## EJERCICIOS PARA HACER
• A. Junta todas las líneas del listado que contengan la palabra "dresser", teniendo en cuenta mayúsculas y minúsculas.
• B. Sigue escribiendo el texto sobre la entrevista a Sergio Schoklender a partir de donde termina.

## TEXTO DADO
============

Esto es, sin duda, un despropósito. Es probable que no haya habido, en este sistema bloguero, muchas entradas/posts de este tamaño. Pero su largo –unas 25 carillas– es una de las razones por las cuales decidí publicar esta entrevista en este lugar. Solemos creer que internet exige textos cortos; no nos paramos a pensar que internet permite, entre tantas otras cosas, textos del tamaño que cada cual decida. Quizás éste sea un exceso, o quizás haya lectores todavía, gente a la que no le asusten unas cuantas páginas si les cuentan algo que les interese.
Por otro lado, no quería publicar este relato de una larga tarde con quien es, para muchos argentinos, la encarnación del Mal, en un medio argentino: su sentido habría cambiado mucho. Virtuales, extraterritoriales, estas líneas son un intento de presentar a uno de los personajes más y menos conocidos de mi país: Sergio Schoklender, el parricida, el preso, el extremista, ahora el estafador. Para los argentinos es un modo de profundizar en una historia muy cercana; para españoles y otros latinoamericanos, una buena aproximación al paisaje de la Argentina actual.

============

## MATERIAL DEL EJERCICIO
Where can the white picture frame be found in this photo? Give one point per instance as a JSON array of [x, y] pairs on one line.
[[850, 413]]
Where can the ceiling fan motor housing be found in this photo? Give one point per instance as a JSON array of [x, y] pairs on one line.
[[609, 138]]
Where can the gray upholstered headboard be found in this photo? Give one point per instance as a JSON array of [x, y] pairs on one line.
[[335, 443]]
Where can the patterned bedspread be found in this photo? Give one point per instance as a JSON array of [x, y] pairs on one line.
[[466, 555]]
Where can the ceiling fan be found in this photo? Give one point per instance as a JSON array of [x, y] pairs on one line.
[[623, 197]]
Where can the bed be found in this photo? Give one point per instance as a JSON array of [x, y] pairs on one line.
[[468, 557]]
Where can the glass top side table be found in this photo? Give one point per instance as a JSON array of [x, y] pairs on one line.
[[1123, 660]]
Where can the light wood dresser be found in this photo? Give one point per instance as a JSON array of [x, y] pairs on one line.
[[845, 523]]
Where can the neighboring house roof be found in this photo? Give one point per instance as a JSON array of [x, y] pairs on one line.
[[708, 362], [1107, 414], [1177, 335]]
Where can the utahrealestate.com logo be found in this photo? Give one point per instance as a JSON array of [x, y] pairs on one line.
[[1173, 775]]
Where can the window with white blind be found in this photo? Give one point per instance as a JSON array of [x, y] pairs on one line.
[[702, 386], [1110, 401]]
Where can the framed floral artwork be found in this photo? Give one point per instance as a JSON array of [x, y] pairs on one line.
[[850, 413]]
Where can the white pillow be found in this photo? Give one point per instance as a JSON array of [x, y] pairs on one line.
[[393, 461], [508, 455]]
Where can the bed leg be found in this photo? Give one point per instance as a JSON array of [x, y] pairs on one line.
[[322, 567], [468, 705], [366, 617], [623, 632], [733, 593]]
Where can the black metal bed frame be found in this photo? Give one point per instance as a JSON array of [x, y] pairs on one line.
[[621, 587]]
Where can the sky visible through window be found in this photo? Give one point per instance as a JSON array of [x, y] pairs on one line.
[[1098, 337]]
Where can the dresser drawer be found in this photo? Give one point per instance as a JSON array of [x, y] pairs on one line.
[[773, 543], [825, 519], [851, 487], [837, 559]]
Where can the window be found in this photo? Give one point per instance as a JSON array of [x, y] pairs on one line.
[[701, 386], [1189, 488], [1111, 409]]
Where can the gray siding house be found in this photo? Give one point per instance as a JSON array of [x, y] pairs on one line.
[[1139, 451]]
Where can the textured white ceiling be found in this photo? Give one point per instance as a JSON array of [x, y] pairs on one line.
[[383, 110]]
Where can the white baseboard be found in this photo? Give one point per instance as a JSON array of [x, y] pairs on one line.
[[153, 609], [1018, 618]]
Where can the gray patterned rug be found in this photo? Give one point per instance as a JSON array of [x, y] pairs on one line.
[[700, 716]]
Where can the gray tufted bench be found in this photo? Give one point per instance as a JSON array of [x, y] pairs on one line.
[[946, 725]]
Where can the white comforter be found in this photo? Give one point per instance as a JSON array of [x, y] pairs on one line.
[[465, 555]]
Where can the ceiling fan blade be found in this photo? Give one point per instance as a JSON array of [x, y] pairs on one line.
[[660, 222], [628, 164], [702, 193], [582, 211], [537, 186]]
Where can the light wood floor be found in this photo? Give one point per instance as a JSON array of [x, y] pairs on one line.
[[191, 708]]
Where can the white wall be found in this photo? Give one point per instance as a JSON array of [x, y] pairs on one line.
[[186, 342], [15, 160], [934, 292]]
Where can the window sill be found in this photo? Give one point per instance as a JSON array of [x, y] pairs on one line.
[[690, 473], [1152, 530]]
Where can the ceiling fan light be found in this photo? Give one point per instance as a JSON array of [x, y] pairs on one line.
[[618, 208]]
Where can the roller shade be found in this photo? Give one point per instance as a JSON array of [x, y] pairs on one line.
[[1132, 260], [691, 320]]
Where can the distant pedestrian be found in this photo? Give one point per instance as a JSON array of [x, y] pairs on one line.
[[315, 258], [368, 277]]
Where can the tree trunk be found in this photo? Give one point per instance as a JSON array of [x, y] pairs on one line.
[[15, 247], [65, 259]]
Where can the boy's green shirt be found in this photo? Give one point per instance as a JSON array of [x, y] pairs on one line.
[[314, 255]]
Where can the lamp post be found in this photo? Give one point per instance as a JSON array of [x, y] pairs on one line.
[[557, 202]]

============

## RESPUESTAS POR EJERCICIO
• A.
Where can the light wood dresser be found in this photo? Give one point per instance as a JSON array of [x, y] pairs on one line.
Where can the dresser drawer be found in this photo? Give one point per instance as a JSON array of [x, y] pairs on one line.

• B.
A lo largo de esa tarde Schoklender me dijo muchas cosas que me sorprendieron. Aquí están sus relatos de cómo roba el Estado argentino, de cómo las Madres de Plaza de Mayo se financiaron con asaltos, de cómo los medios se venden a los políticos, de cómo Cristina Fernández abandonó el proyecto Sueños Compartidos, entre otros. Si alguien –algún medio o persona– quiere reproducirlos es libre de hacerlo; solo le pido que cite la fuente, o sea: que diga de dónde los sacó.
Para quienes prefieran bajarlo y leerlo off-line o imprimirlo –que de todo hay en la viña del señor–, hay una versión en pdf aquí mismo.

:::::::::::::::::::::::::::::::::::::::::::::::::::::::::::::::::::::::::::::::::::::::::::::::::::::::::::::::::::::::::::::: Entonces él dijo que quizá no tendría que haber dicho eso, y parecía que estaba diciendo la verdad. Yo lo creía; me sorprendió que él también creyera que no tendría que haber dicho eso. Fue un momento fuerte: como de quien, hablando, entiende algo. No es lo que suele pasar en una entrevista pero, para entonces, ya llevábamos más de dos horas de palabras, de miradas cruzadas, de cafés.
–No te preocupes. Yo sé que uno no siempre llega cuando quiere.
Me había dicho Sergio Schoklender cuando aceptó, en la puerta de su casa, mis disculpas por la demora. Yo me había perdido: su casa –o su es casa– está detrás del cementerio, en una calle que no conocía. A él tampoco, pero fuimos amables: nos dimos la mano y me invitó a pasar:
–Bienvenido a la casa de mi ex mujer.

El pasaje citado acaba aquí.